[Opening Records for the task section]

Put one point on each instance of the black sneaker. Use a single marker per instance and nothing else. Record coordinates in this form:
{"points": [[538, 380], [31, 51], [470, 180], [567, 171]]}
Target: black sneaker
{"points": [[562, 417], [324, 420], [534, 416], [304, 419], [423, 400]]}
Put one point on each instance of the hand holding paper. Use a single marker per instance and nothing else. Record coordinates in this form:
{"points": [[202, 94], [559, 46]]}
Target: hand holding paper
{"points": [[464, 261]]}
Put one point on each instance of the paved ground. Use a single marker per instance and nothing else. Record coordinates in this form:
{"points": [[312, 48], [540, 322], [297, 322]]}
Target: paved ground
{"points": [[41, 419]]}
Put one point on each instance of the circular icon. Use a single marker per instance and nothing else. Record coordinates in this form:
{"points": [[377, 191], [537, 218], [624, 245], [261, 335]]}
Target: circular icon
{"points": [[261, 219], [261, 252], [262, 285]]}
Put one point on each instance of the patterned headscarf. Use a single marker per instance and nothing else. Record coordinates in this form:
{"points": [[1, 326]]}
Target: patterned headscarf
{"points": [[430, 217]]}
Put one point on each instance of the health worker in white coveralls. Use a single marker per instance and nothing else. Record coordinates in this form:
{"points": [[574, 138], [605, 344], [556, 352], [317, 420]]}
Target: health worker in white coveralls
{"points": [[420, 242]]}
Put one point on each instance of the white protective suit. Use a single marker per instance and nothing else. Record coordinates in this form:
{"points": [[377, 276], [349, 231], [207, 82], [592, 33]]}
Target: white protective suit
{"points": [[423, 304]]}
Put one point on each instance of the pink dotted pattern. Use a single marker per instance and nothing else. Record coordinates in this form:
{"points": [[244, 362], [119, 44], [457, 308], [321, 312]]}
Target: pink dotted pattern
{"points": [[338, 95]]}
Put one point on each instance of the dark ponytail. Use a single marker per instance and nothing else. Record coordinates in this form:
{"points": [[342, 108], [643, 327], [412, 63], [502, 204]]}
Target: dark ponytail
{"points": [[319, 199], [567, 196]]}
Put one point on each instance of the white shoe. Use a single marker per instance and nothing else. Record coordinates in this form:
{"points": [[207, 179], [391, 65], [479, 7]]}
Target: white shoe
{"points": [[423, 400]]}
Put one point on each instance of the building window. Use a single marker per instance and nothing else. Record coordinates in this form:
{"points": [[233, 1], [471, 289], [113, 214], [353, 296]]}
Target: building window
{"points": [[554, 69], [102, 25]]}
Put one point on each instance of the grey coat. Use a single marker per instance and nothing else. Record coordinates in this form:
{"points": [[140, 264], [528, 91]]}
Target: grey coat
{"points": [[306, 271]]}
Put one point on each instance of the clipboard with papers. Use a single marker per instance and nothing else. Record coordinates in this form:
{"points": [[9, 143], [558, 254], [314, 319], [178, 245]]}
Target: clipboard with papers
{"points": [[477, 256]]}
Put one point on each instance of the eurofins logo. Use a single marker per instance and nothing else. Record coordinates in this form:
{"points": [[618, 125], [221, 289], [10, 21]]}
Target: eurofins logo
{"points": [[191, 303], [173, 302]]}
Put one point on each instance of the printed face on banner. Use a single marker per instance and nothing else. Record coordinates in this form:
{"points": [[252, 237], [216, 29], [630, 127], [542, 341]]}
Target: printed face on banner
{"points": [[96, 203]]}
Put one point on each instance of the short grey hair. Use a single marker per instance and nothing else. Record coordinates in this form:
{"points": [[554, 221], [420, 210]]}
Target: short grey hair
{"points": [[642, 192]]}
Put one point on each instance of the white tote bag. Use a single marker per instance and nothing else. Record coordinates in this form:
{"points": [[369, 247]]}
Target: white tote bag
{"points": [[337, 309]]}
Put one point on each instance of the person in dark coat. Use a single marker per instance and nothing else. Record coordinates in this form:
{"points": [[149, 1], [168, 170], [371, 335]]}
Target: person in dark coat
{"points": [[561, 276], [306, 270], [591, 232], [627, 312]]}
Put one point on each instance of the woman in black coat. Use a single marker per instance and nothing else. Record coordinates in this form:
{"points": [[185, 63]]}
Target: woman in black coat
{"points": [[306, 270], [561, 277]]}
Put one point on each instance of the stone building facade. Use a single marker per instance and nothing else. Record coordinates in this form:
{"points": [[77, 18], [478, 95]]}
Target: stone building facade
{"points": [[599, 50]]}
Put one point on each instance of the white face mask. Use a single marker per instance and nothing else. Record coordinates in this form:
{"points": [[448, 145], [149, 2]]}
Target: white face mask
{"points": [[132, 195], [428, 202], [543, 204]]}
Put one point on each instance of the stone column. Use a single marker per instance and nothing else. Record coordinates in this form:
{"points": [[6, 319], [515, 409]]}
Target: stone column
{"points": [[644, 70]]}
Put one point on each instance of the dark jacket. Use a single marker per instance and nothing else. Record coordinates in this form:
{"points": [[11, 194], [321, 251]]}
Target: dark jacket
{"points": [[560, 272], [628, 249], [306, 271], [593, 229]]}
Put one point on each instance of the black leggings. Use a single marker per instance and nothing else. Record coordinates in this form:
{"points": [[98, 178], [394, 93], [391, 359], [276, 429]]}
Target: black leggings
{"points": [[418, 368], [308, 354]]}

[Closing Records for the task section]

* **Exercise**
Take the entries and copy them out exactly.

* **Solution below**
Put one point on each instance of the black sneaker. Use a single marker per instance and nothing else. Record coordinates in this form:
{"points": [[538, 380], [31, 51], [470, 180], [567, 171]]}
Target: black sneaker
{"points": [[562, 417], [324, 420], [534, 416], [304, 419], [423, 400]]}
Put one point on each instance of the hand holding paper. Use a single marker per instance and nothing else. Record coordinates in this form:
{"points": [[202, 94], [559, 46]]}
Target: hand holding paper
{"points": [[464, 261]]}
Put one point on each instance of the paved ground. Use a single marker per instance and nothing else. Record coordinates in this form:
{"points": [[312, 48], [540, 322], [297, 322]]}
Target: paved ground
{"points": [[41, 419]]}
Put one point on each instance of the circular icon. Use a single marker per instance and nothing else. Record coordinates in this form:
{"points": [[377, 191], [537, 218], [624, 245], [261, 335]]}
Target: circular icon
{"points": [[261, 219], [261, 252], [262, 285]]}
Put one point on each instance of the patterned headscarf. Use a single marker per instance and nothing else. Record coordinates in this form:
{"points": [[1, 326]]}
Target: patterned headscarf
{"points": [[430, 217]]}
Put one point on each instance of the health worker in white coveralls. Use a single marker per instance and nothing else. Record coordinates in this form:
{"points": [[574, 138], [605, 344], [556, 352], [317, 420]]}
Target: health worker in white coveralls
{"points": [[420, 242]]}
Put one point on each instance of the white protective suit. Use a single marker per instance and nothing else. Record coordinates in this form:
{"points": [[377, 276], [349, 231], [207, 82], [592, 33]]}
Target: white protective suit
{"points": [[423, 304]]}
Put one point on each instance of the pink dotted pattern. Use a single marker per instance and nothing else. Record coordinates in this form:
{"points": [[244, 362], [119, 44], [457, 308], [321, 312]]}
Target: pink dotted pattern
{"points": [[338, 95]]}
Put one point on each instance of the dark ponytail. Use a single marker per instance and nothing else. Record coordinates in this form:
{"points": [[342, 108], [643, 327], [412, 63], [502, 204]]}
Target: dark ponytail
{"points": [[319, 199], [567, 196]]}
Put one point on each instance of the white shoe. Use a single marker per instance and nothing else. Record coordinates in this form:
{"points": [[207, 179], [391, 65], [479, 7]]}
Target: white shoe
{"points": [[423, 400]]}
Put one point on each instance of the building window. Use a single marker per instance and nothing else. Record coordinates in this form:
{"points": [[233, 1], [471, 289], [113, 214], [353, 296]]}
Target: building window
{"points": [[554, 69], [102, 25]]}
Put one point on each instance of the grey coat. Use a single marker per instance and nothing else. Record coordinates in this form:
{"points": [[140, 264], [528, 91]]}
Target: grey coat
{"points": [[306, 271]]}
Put one point on each instance of the clipboard with papers. Use a single marker per instance and nothing else. Record coordinates in this form:
{"points": [[9, 143], [558, 254], [314, 319], [178, 245]]}
Target: clipboard with papers
{"points": [[477, 256]]}
Put one point on each instance of the eurofins logo. Use a single marker per instance and nothing else. Record coordinates in this form:
{"points": [[618, 125], [221, 289], [10, 21]]}
Target: eurofins logo
{"points": [[191, 303], [173, 302]]}
Put one point on each instance of the printed face on banner. Use a single marker per instance and nothing else. Record coordinates in this form:
{"points": [[252, 237], [216, 29], [630, 127], [542, 341]]}
Target: printed face on banner
{"points": [[96, 203]]}
Put one point on each instance of the short grey hair. Use a single marker per instance and nothing else. Record coordinates in this form:
{"points": [[554, 221], [420, 210]]}
Target: short grey hair
{"points": [[642, 192]]}
Put one point on each instance of the white tote bag. Use a single marker per instance and nothing else. Record coordinates in this form:
{"points": [[369, 247]]}
Target: white tote bag
{"points": [[337, 309]]}
Put one point on each instance of the person in dark coat. Use a single marker per instance and nothing else. Record coordinates in this form:
{"points": [[149, 1], [168, 170], [371, 335]]}
Target: person in dark coat
{"points": [[561, 276], [306, 270], [591, 232], [627, 312]]}
Put one point on each instance of the woman in black coat. Use a single marker per instance and nothing else. Record coordinates in this form:
{"points": [[185, 63]]}
Target: woman in black coat
{"points": [[306, 270], [561, 277]]}
Put one point on each instance of the stone building facade. Use a single marker per instance and nothing else. Record coordinates in this form:
{"points": [[77, 18], [478, 95]]}
Target: stone building facade
{"points": [[599, 50]]}
Put one point on each instance of the white face mask. Use a single marker per instance and nothing else. Record coordinates in this form:
{"points": [[448, 145], [149, 2]]}
Target: white face mask
{"points": [[132, 195], [428, 202], [543, 204]]}
Put one point on each instance of the stone column. Use a single marker per instance and nothing else. Record coordinates in this form:
{"points": [[6, 319], [515, 409]]}
Target: stone column
{"points": [[644, 70]]}
Put one point on each instance of the dark jacket. Use a single marker per instance and nothing else. Record coordinates in this form:
{"points": [[11, 194], [321, 251]]}
Target: dark jacket
{"points": [[560, 272], [628, 249], [306, 271], [593, 229]]}
Put one point on each instance of the black leggings. Use a single marker per instance and nothing else. Record coordinates in this form:
{"points": [[98, 178], [394, 93], [391, 359], [276, 429]]}
Target: black leggings
{"points": [[418, 368], [308, 354]]}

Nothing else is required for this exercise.